Task details: Retype the listing in full. Change nothing.

Start of The records

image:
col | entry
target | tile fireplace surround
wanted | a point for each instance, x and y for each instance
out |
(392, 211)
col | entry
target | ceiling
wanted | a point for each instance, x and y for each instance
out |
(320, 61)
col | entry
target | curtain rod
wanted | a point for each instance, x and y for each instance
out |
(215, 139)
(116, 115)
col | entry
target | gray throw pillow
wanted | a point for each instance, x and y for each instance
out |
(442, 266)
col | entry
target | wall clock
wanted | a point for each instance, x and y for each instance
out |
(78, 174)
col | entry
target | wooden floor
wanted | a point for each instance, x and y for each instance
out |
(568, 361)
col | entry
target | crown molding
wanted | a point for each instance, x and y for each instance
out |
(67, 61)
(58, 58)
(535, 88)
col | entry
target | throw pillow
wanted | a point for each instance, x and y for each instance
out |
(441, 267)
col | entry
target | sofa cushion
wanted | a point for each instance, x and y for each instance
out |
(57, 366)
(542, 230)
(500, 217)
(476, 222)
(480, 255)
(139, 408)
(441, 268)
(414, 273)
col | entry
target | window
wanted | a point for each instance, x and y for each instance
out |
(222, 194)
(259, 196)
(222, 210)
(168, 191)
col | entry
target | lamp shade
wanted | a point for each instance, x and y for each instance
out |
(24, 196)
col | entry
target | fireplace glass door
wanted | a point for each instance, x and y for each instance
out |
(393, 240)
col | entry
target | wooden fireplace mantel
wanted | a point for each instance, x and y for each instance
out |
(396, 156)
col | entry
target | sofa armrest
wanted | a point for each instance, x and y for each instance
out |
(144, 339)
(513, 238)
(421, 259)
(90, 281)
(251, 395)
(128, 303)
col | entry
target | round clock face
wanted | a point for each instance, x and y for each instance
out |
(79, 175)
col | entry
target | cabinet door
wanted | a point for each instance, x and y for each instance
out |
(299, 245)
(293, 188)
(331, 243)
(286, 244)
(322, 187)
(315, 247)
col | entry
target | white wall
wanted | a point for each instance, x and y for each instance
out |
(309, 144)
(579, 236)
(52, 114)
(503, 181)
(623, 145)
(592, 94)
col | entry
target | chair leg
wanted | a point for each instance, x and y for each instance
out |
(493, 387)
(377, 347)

End of The records

Output:
image:
col | entry
target | tile fireplace surround
wanted | a point for each instance, x and y for each instance
out |
(392, 211)
col | entry
target | ceiling
wanted | a point for each instance, x and y for each instance
out |
(320, 61)
col | entry
target | curtain rod
wanted | a point for each instance, x and y for each instance
out |
(215, 139)
(116, 115)
col | entry
target | gray throw pillow
wanted | a point for each instance, x and y for each instance
out |
(442, 266)
col | entry
target | wall clock
wanted | a point for each instance, x and y for each instance
out |
(78, 174)
col | entry
target | wooden floor
wanted | a point for each instance, x and y for each instance
out |
(568, 361)
col | entry
target | crown molding
wanted | a point for each instance, x and y for each instance
out |
(67, 61)
(58, 58)
(535, 88)
col | entry
target | throw pillow
wanted | a point for each instance, x and y for each instance
out |
(441, 267)
col | entry
target | sofa cushion
wanted | a point for each instance, x and y for each instance
out |
(57, 366)
(542, 230)
(500, 217)
(476, 222)
(480, 255)
(139, 408)
(441, 268)
(414, 273)
col | entry
target | window
wanted | a point for each instance, x and y for each instance
out |
(222, 194)
(259, 196)
(222, 210)
(168, 191)
col | entry
target | lamp shade
wanted | a point for each instance, x and y for each instance
out |
(24, 196)
col | entry
target | fireplace glass door
wanted | a point for each instance, x and y for each instance
out |
(393, 240)
col | entry
target | wooden fireplace mantel
wanted | a point for each instance, x and y for each instance
out |
(396, 156)
col | entry
target | sofa armrest
wanted | a point for each instance, x and y for each instance
out |
(144, 339)
(513, 238)
(421, 259)
(90, 281)
(251, 395)
(128, 303)
col | entry
target | round clock face
wanted | a point for each instance, x and y for each instance
out |
(79, 175)
col | entry
target | cabinet door
wanted | a point for each instance, x and y for each instance
out |
(299, 245)
(293, 188)
(331, 243)
(286, 244)
(322, 187)
(315, 247)
col | entry
target | white wall
wanted | a point for each instance, x and y for each instance
out |
(309, 144)
(579, 236)
(52, 114)
(503, 181)
(623, 145)
(592, 94)
col | entry
target | chair leg
wanted | a point for each instance, x and y for each instance
out |
(493, 387)
(377, 347)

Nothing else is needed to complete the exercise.